** Excerpted passage **
::::::::::

CRANSTON, R.I. (WPRI) — Back-to-school season means getting back into your routine, and in Cranston, Superintendent Jeannine Nota-Masse hopes that routine will look more like it did before the pandemic.

“I hope that it’s a return to some of our normal procedures and practices that we haven’t been able to have for the past couple of years,” Nota-Masse told 12 News.

She said while virtual learning served a purpose, nothing can replace students being in school with their teachers and peers. Whether it’s in the classroom or at lunch, that social interaction is something she says students can look forward to heading into this school year.

Even though a lot of COVID protocols — spacing, social distancing and masking — are no longer in place, the impact that the pandemic has had on children, families and teachers still remains.

“We really need to pay attention to students’ emotional wellbeing, as well as staff. A lot of our staff and families experienced hardship through COVID, so now that we’re coming in as normal as possible, we also need to be cognizant that going forward, students have lost some learning opportunities along the way, especially if they were home,” Nota-Masse said. “So really paying attention to moving forward but being very aware that some students need some extra help.”

Note-Masse says they’re also focused on transforming the way students learn in the classroom, and at Eden Park Elementary school, that goal is on full display.

::::::::::

** Work to be completed **
Can you continue the news story about Cranston schools returning to pre-pandemic routines, picking up right after its last sentence?

** Source material **
::::::::::

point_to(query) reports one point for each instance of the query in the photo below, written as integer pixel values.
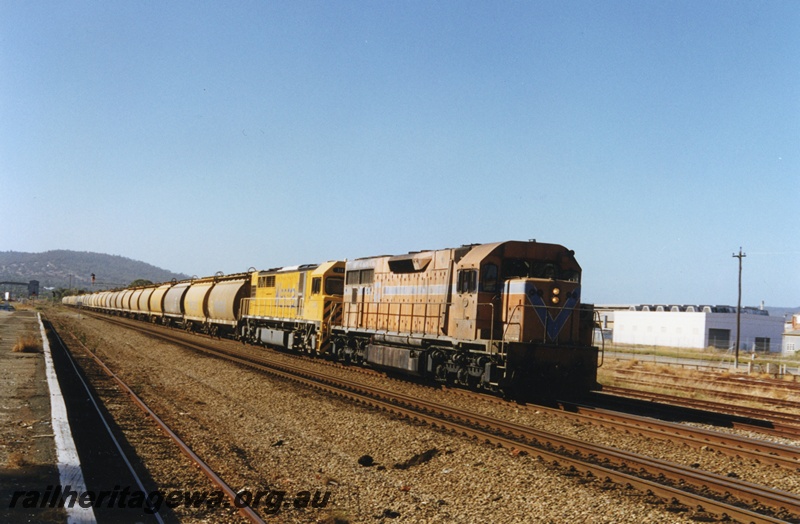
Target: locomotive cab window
(489, 278)
(467, 280)
(334, 286)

::::::::::

** Answer for the task **
The school is in the middle of a two-phase project, with Phase 1 completed in 2019 and Phase 2 currently underway.

The renovated portion of the building is almost futuristic — you can write on the walls and floors, sit on chairs that wiggle or look like moss-covered rocks, and arrange the furniture however you want.

It’s part of the district’s innovative approach to make students more comfortable, and Nota-Masse says it has helped reduce behavior issues and kept students more engaged. It will serve as a model for how other schools will be renovated and designed.

“Some of our schools were built in the 20s and 50s Students don’t learn the same way, clearly,” Nota-Masse said. “Our next building, currently underway, is Garden City. We’ve used what we’ve learned here, student experience here, to determine what Garden City will be like for our students.”